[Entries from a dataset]
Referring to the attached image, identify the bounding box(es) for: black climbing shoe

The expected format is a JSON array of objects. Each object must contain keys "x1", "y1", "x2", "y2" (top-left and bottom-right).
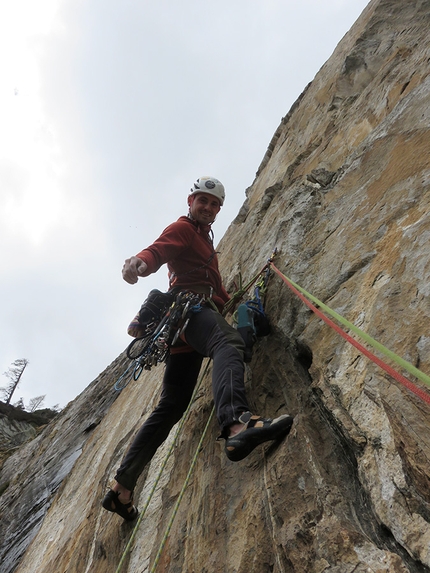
[
  {"x1": 225, "y1": 412, "x2": 294, "y2": 462},
  {"x1": 102, "y1": 489, "x2": 139, "y2": 521}
]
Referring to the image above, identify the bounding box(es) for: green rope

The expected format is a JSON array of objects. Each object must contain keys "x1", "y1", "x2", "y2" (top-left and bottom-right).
[
  {"x1": 273, "y1": 265, "x2": 430, "y2": 386},
  {"x1": 150, "y1": 407, "x2": 215, "y2": 573},
  {"x1": 115, "y1": 360, "x2": 210, "y2": 573}
]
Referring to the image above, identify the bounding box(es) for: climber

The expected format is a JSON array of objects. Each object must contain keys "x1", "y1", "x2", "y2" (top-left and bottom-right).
[{"x1": 102, "y1": 177, "x2": 293, "y2": 521}]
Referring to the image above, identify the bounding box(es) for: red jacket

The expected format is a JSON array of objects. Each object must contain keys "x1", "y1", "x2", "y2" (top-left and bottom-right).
[{"x1": 136, "y1": 216, "x2": 230, "y2": 310}]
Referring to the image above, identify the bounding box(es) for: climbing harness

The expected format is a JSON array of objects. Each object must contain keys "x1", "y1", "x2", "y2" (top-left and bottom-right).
[
  {"x1": 270, "y1": 261, "x2": 430, "y2": 404},
  {"x1": 114, "y1": 291, "x2": 209, "y2": 391}
]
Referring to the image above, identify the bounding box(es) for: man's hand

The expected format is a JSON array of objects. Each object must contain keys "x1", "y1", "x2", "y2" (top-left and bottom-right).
[{"x1": 122, "y1": 257, "x2": 148, "y2": 285}]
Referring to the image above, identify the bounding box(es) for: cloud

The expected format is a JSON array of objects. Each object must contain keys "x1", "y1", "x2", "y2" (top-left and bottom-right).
[{"x1": 0, "y1": 0, "x2": 366, "y2": 405}]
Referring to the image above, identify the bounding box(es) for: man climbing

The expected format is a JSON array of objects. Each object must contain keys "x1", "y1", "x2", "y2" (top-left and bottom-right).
[{"x1": 102, "y1": 177, "x2": 293, "y2": 521}]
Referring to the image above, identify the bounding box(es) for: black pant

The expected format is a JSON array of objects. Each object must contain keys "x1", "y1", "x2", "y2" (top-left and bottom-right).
[{"x1": 115, "y1": 307, "x2": 249, "y2": 490}]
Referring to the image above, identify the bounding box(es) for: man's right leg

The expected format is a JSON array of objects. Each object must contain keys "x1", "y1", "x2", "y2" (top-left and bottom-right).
[{"x1": 104, "y1": 352, "x2": 203, "y2": 520}]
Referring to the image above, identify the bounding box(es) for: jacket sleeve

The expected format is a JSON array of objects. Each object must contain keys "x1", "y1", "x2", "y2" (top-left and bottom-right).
[{"x1": 136, "y1": 220, "x2": 195, "y2": 277}]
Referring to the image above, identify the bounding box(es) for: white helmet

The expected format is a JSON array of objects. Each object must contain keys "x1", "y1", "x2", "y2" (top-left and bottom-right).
[{"x1": 189, "y1": 176, "x2": 225, "y2": 207}]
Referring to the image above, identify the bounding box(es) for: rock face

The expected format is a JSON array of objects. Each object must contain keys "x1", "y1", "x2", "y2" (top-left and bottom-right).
[{"x1": 0, "y1": 0, "x2": 430, "y2": 573}]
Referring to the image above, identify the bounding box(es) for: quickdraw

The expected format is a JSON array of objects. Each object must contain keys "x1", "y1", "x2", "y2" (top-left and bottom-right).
[{"x1": 126, "y1": 291, "x2": 206, "y2": 380}]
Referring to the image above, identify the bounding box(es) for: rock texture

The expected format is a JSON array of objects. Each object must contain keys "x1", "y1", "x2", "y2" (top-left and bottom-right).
[{"x1": 0, "y1": 0, "x2": 430, "y2": 573}]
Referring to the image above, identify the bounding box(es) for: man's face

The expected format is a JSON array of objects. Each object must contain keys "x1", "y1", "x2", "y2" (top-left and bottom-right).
[{"x1": 188, "y1": 193, "x2": 221, "y2": 225}]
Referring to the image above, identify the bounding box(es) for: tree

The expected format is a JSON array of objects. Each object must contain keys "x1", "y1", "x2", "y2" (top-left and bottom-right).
[
  {"x1": 27, "y1": 394, "x2": 46, "y2": 412},
  {"x1": 0, "y1": 358, "x2": 28, "y2": 404}
]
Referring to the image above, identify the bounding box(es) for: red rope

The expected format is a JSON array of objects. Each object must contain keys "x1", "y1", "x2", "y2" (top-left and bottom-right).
[{"x1": 270, "y1": 262, "x2": 430, "y2": 404}]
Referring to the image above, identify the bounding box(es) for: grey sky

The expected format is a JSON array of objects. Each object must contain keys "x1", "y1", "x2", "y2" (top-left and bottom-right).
[{"x1": 0, "y1": 0, "x2": 367, "y2": 406}]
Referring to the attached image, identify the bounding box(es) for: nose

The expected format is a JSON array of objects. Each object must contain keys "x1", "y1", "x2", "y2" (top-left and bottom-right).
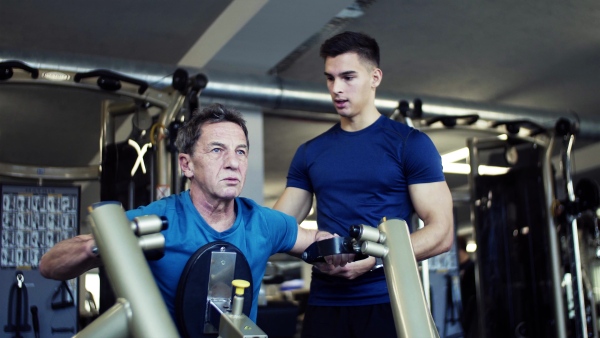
[
  {"x1": 331, "y1": 79, "x2": 343, "y2": 93},
  {"x1": 224, "y1": 151, "x2": 240, "y2": 170}
]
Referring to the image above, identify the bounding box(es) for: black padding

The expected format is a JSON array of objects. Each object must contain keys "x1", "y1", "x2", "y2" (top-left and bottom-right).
[
  {"x1": 302, "y1": 237, "x2": 368, "y2": 264},
  {"x1": 175, "y1": 241, "x2": 254, "y2": 337}
]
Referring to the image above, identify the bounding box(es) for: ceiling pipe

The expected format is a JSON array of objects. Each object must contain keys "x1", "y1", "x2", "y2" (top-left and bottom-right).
[{"x1": 0, "y1": 52, "x2": 600, "y2": 140}]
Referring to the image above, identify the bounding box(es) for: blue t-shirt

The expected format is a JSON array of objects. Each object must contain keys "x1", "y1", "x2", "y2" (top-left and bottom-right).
[
  {"x1": 127, "y1": 191, "x2": 298, "y2": 321},
  {"x1": 287, "y1": 116, "x2": 445, "y2": 306}
]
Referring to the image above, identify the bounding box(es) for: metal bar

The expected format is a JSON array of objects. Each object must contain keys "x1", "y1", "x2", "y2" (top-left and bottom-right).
[
  {"x1": 0, "y1": 162, "x2": 100, "y2": 181},
  {"x1": 89, "y1": 203, "x2": 179, "y2": 338},
  {"x1": 562, "y1": 134, "x2": 588, "y2": 337},
  {"x1": 378, "y1": 219, "x2": 439, "y2": 338},
  {"x1": 73, "y1": 298, "x2": 131, "y2": 338},
  {"x1": 542, "y1": 135, "x2": 567, "y2": 338}
]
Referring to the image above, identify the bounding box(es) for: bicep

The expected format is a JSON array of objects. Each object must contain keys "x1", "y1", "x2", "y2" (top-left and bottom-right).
[
  {"x1": 408, "y1": 181, "x2": 452, "y2": 225},
  {"x1": 273, "y1": 187, "x2": 312, "y2": 224}
]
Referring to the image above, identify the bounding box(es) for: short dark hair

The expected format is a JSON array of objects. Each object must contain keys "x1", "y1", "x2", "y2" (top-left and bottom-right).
[
  {"x1": 456, "y1": 236, "x2": 467, "y2": 251},
  {"x1": 175, "y1": 103, "x2": 250, "y2": 155},
  {"x1": 320, "y1": 32, "x2": 379, "y2": 67}
]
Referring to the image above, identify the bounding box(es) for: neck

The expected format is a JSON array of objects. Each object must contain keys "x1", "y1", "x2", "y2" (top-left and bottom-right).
[
  {"x1": 190, "y1": 190, "x2": 236, "y2": 232},
  {"x1": 340, "y1": 107, "x2": 381, "y2": 132}
]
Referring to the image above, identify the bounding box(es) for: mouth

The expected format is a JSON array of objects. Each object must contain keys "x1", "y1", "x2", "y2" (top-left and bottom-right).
[
  {"x1": 223, "y1": 177, "x2": 240, "y2": 184},
  {"x1": 333, "y1": 99, "x2": 348, "y2": 109}
]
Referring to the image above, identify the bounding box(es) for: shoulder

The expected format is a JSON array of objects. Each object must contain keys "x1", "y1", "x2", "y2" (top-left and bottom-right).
[
  {"x1": 301, "y1": 122, "x2": 341, "y2": 147},
  {"x1": 127, "y1": 191, "x2": 189, "y2": 219},
  {"x1": 236, "y1": 197, "x2": 296, "y2": 225}
]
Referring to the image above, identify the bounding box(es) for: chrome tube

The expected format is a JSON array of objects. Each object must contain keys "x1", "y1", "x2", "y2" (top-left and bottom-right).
[
  {"x1": 378, "y1": 219, "x2": 439, "y2": 338},
  {"x1": 84, "y1": 203, "x2": 179, "y2": 338},
  {"x1": 542, "y1": 138, "x2": 567, "y2": 338},
  {"x1": 562, "y1": 134, "x2": 588, "y2": 337}
]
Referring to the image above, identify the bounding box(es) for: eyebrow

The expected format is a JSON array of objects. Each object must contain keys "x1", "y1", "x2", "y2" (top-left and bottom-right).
[
  {"x1": 208, "y1": 141, "x2": 248, "y2": 149},
  {"x1": 323, "y1": 70, "x2": 357, "y2": 76}
]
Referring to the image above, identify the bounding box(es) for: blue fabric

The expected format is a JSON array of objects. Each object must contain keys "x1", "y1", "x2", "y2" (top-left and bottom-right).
[
  {"x1": 287, "y1": 116, "x2": 445, "y2": 306},
  {"x1": 127, "y1": 191, "x2": 298, "y2": 321}
]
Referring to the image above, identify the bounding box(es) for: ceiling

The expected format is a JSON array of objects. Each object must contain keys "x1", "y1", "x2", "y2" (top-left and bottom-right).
[{"x1": 0, "y1": 0, "x2": 600, "y2": 230}]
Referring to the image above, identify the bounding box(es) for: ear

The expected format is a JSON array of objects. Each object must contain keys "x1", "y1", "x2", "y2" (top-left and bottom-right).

**Written task:**
Find every line in the items above that contains the word "rope", and copy each of those lines.

**Answer in full:**
Referring to the image above, identify the bounding box(es) for: green rope
Referring to the image above, identify the bounding box(es) for: red rope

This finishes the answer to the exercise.